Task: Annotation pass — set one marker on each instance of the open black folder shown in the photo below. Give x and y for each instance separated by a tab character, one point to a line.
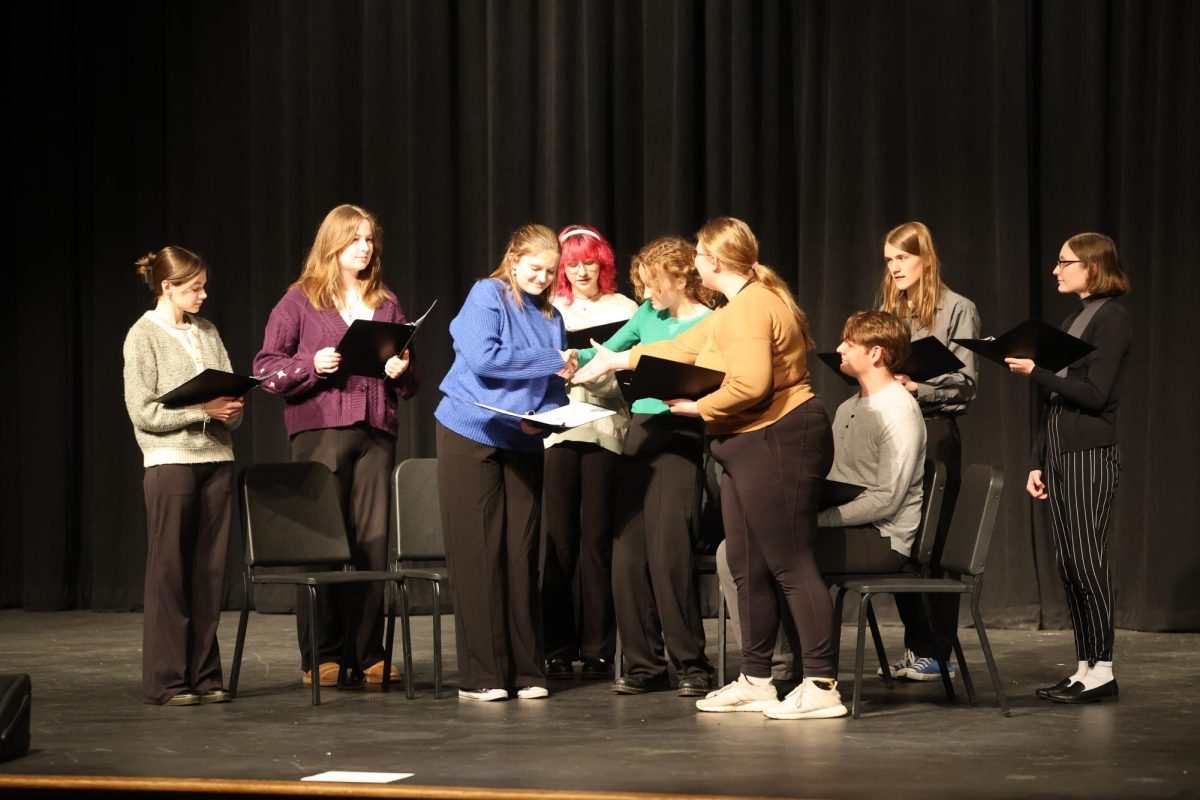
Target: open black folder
929	359
582	338
665	379
835	493
1045	344
367	346
208	386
____
Update the entries above by putting "open dark folder" wherever "open black folder" appears and keeping every other line the same. Leave the pictures out.

Task: Annotation pass — set one marker on each instance of the open dark folder shown in the photo below. Give x and y for each instance separated by a tab character, one point to a line.
Target: open dark folder
929	359
582	338
665	379
835	493
1045	344
367	346
208	386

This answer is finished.